• _WHAT NEEDS TO BE DONE_: Reproduce every line of the listing below, including the requests, but increase each x and y coordinate in the answers by 21. Omit the pictures from your reproduction.

Pointing dataset records:
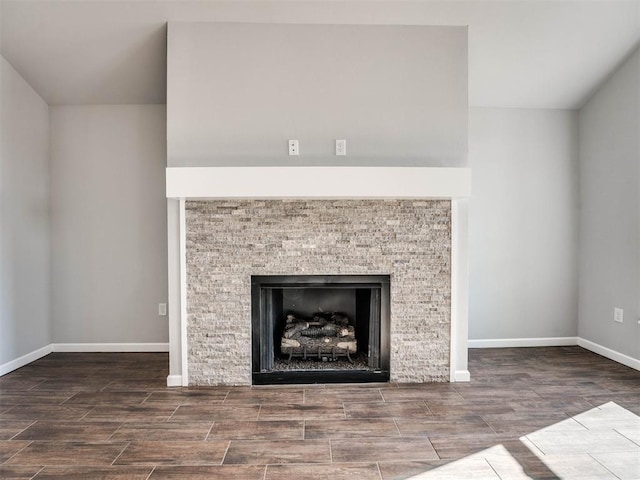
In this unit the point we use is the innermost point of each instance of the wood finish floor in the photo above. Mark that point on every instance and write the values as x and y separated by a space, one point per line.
110 416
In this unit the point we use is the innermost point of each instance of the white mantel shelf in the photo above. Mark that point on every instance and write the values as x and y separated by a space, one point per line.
318 182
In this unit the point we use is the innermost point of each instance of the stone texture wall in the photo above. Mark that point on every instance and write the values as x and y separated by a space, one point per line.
228 241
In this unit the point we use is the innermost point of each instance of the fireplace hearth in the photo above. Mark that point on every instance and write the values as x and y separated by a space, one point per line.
320 328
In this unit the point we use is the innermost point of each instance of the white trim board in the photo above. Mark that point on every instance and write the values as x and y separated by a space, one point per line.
110 347
318 182
558 342
610 354
523 342
80 347
174 381
25 360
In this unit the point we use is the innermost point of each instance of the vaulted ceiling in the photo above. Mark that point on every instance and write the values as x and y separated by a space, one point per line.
525 54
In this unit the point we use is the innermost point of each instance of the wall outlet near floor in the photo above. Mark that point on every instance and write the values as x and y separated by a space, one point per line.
294 147
618 315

• _RESPONSE TO THE EXERCISE_:
In this unit the point we use is the innermost point of each instance of the wood finish floor in the photo above. Mark that point on every instance and write the values as x and y separated by a space, one point per line.
131 437
In this unit the point we use is the innermost point of each instance of the white mantel shelf in the photo above. Mark that point on every instance and write the values as x and y separated by a space, one point per line.
339 203
In this unit the point we use is the innermost point of each instance of the stone texture wall in the photo above. Mark that point on every instance and write the values as x and y separated by a space, one point per line.
249 262
In this unit the point we use is the innermost point of each instance of the fireplace hearth in the photo above. Mark that point on every instance and write the values as x and y separated by a space, one point per line.
341 349
In this unit the point we use is the innermost point of each instance of the white trim board in the photo above. Mark that point on every instance and write the values as x and y separated by a space, one point per line.
131 368
339 203
579 363
631 375
544 363
101 368
195 402
46 381
In this unit the point we use is the innermost point of each instance of the vaulted ceiling in the photo above. Mark that point on every instance and write the values as x and y separated by a space, one point per line.
546 75
In this unit the point we use is the innermost point of each instance of the wall outlet near floor in the photo above. Mark that point on every instance and write the values as x and y separated by a space, one point per line.
315 168
639 336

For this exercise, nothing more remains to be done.